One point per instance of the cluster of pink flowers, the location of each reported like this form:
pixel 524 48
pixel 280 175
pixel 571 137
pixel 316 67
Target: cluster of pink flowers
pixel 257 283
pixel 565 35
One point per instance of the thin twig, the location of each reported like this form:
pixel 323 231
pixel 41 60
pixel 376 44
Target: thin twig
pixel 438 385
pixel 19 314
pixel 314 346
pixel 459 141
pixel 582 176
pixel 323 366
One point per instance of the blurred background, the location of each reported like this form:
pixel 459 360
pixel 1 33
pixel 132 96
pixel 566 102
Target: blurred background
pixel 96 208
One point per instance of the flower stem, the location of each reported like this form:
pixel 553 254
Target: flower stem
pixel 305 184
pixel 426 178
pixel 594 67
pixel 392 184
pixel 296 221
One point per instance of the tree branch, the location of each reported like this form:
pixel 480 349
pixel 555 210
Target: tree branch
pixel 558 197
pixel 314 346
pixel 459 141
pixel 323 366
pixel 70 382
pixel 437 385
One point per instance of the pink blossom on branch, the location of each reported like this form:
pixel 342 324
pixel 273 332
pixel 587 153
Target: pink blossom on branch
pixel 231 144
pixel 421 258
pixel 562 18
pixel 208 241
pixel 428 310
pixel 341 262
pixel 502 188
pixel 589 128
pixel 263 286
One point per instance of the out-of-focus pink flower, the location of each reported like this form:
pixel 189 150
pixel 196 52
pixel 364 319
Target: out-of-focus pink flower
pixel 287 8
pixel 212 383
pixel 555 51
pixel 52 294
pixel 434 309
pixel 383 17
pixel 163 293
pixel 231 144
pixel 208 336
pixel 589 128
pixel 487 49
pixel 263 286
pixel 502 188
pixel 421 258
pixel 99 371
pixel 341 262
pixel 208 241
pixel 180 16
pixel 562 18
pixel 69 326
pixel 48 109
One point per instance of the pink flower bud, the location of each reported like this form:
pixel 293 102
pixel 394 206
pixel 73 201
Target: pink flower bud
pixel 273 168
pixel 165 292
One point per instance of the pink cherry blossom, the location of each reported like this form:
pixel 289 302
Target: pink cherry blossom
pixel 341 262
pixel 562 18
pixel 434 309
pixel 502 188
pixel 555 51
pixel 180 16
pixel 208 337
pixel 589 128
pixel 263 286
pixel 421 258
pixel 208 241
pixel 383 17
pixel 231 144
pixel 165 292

----

*To do:*
Reproduce verbatim everything in the records from the line containing "One point per instance of the tree" down to the final line of the records, including both of those lines.

*Solution to this exercise:*
One point per instance of the tree branch, the location of each reported like this form:
pixel 480 349
pixel 555 210
Target: tree branch
pixel 558 197
pixel 314 346
pixel 459 141
pixel 323 366
pixel 70 382
pixel 437 385
One point per instance of the pink blossom on branch, the location of each reported like this form:
pixel 342 324
pixel 273 332
pixel 587 153
Target: pink blossom on branch
pixel 231 144
pixel 421 258
pixel 562 18
pixel 208 241
pixel 428 310
pixel 341 262
pixel 502 188
pixel 589 128
pixel 263 286
One point per instance of the out-of-focus pink flower, the location of each reported like this form:
pixel 189 150
pixel 196 52
pixel 364 319
Target: out-of-focus pink flower
pixel 287 8
pixel 212 383
pixel 555 51
pixel 52 294
pixel 434 309
pixel 383 17
pixel 163 293
pixel 231 144
pixel 208 336
pixel 589 128
pixel 487 49
pixel 263 286
pixel 502 188
pixel 421 258
pixel 99 371
pixel 341 262
pixel 208 241
pixel 180 16
pixel 562 18
pixel 69 326
pixel 48 109
One point per instance of the pink flower bud, the location of each reported like this form:
pixel 293 102
pixel 394 206
pixel 73 201
Target: pink flower bud
pixel 273 168
pixel 165 292
One point per instance of the pink cherry blossom, the location of each reported like this form:
pixel 289 302
Target: pink cherry blossom
pixel 341 262
pixel 562 18
pixel 434 309
pixel 502 188
pixel 555 51
pixel 180 16
pixel 208 337
pixel 589 128
pixel 263 286
pixel 421 258
pixel 208 241
pixel 383 17
pixel 231 144
pixel 165 292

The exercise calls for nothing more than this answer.